§ 記事
このデータは、あくまでおいらの走ったルートの覚え書きです。
ですので、スポンサー以外のクレーム一切お断り致します。
走行距離は主にバイクで測定し、旺文社発行のツーリングマップルにて無断で補正しています。
また、掲載される内容は
必ずしも最近の状況及び写真ではありません。
走行日を良く確認し、一か八か?役立ててください。




林道日記(Riding・Report)

Ym-411




民有林林道 大平峠線




越後十三峠の近道として
拓かれた林道。

それは、
単なる偶然であった。
越後街道十三峠に名を連ねる
桜峠。

その横に
裏街道よろしく
小さな峠道が残っていた。
大平峠は
総ての始まりであった。



山ノ神地区、大石沢川に架かる真新しい馬場橋。東側の旧橋跡にはでかい看板がある。
因みに手前の県道8号線、手前が至る叶水・横川ダム、奥が九才峠を越えて
県道378/大規模林道飯豊線(つまり葡萄沢・五枚沢林道)から熱塩加納に至る。


これが民有林林道大平峠線の終点を示す標識である。
ここから大平林道(大平峠)出入り口までは完全舗装である。



林道全長20.452m/全幅4m/制限時速20Km。
地域道路として重要とあるが・・・産業道路?。


●越後街道十三峠の補完林道は、新定番林道になるか?。

 米沢から新潟の新発田に出る道は、江戸時代に「越後街道」と呼ばれ、奥羽山脈越えを擁する難所の連続するこの区間を十三峠と呼んだ。
 米沢側から順に、
諏訪峠
宇津峠(現国道113号宇津トンネル)
大久保峠
才ノ頭峠
桜峠(現山形県道15号線、桜峠)
黒沢峠(街道石畳が残存・遊歩道)
貝淵峠
高花峠
朴木峠
葦ノ峠
大里峠
榎峠
鷹巣峠
の十三峠を越えて新発田に出るルートである。参勤交代にも厳しい難所が連続する区間であった。

 明治期に入ると、あの三島通庸が山形県令(現在の県知事に相当)となり山形各地の道路などが一斉に改良・換線され、またそれに併せて各部落への近道も造り直されたと推測される。
 難所である桜峠を避け、比較的なだらかな大平に道が出来たのは江戸時代の様だが、それは必然と言えよう。

§ データ内容
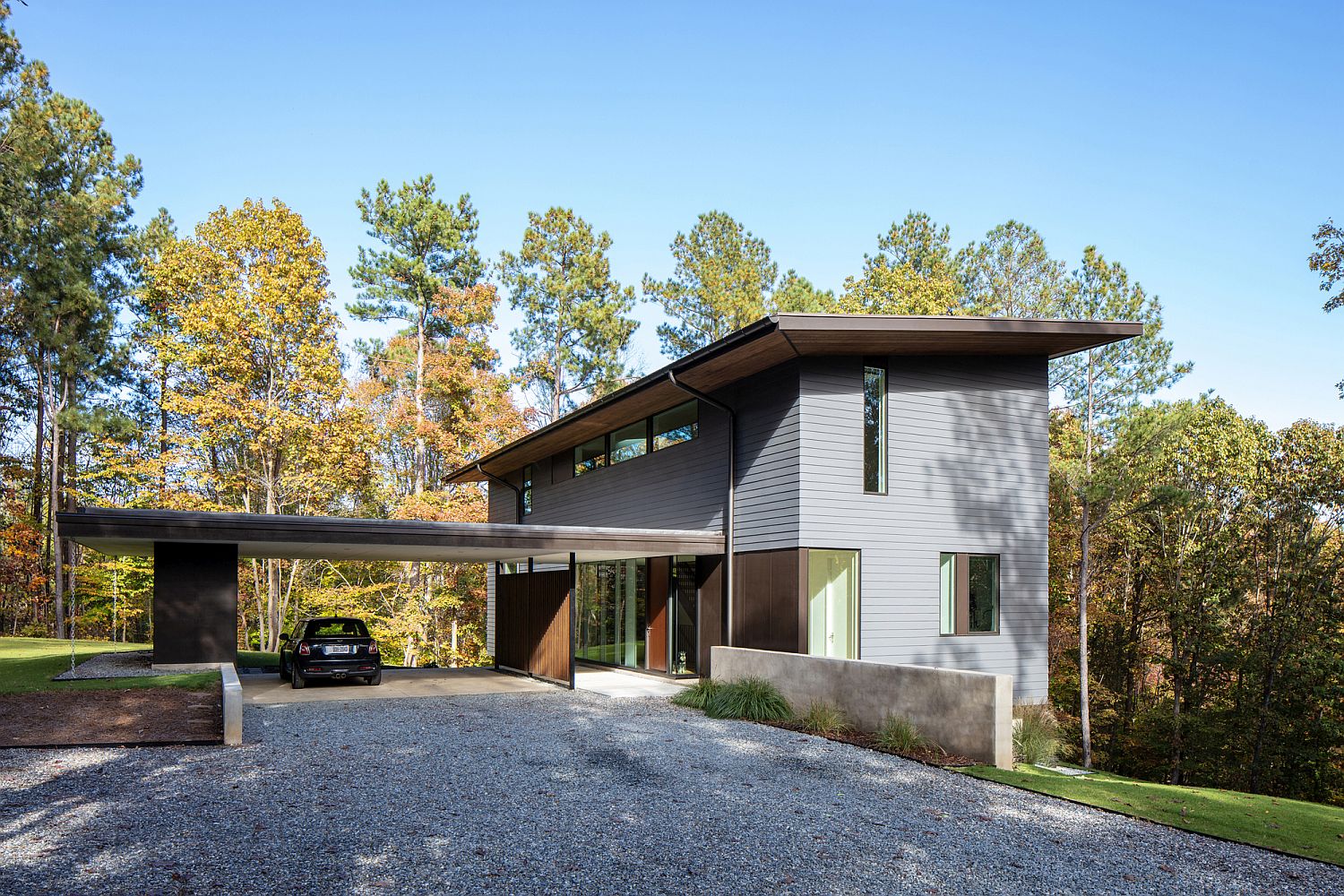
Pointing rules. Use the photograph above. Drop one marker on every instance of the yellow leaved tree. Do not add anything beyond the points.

§ 指示文 A
大平峠の記事から、「越後街道十三峠に名を連ねる」で始まり「県道378/大規模林道飯豊線(つまり葡萄沢・五枚沢林道)から熱塩加納に至る。」に至るまでの部分を一字も変えずに書き写してください。
§ 指示文 B
大平峠の記事を、最後の文に続けて書き継いでください。

§ 回答文 A
越後街道十三峠に名を連ねる
桜峠。

その横に
裏街道よろしく
小さな峠道が残っていた。
大平峠は
総ての始まりであった。



山ノ神地区、大石沢川に架かる真新しい馬場橋。東側の旧橋跡にはでかい看板がある。
因みに手前の県道8号線、手前が至る叶水・横川ダム、奥が九才峠を越えて
県道378/大規模林道飯豊線(つまり葡萄沢・五枚沢林道)から熱塩加納に至る。

§ 回答文 B
 このうち、桜峠(大平峠)から宇津峠迄の県道15号線(旧街道とも言える)に平行に造られ、都合4つの峠を尾根沿いに一気加勢に駆け抜けるのが、
「民有林林道大平峠線」である。

TouringMapple2008.3版に部分的に林道表記。
広域マップルにも全線表記無し。
一部の地図では宇津峠付近で道路標記のコンフリクトが起こっている様だ。通常のロードマップは表記無し。



路肩の雑草は部落の方が奉仕なさっている。


真新しい橋を渡り、標高を上げてゆく。


大平林道終点に到着。直進は大平峠・・・



道成に右に曲がって行くのが大規模林道の本線だ。本線はここから延々とダートである。
その距離、ざっと17Km?。まま、取り敢えず一休み(笑w。


 今回は都合で終点からのレポートとなる。(再会〜飯豊にて〜2参照)(笑w


最低限の安全設備がある。

●民有林林道大平峠線
 林道総延長20.452Km
 区間総延長(山ノ神〜大平峠)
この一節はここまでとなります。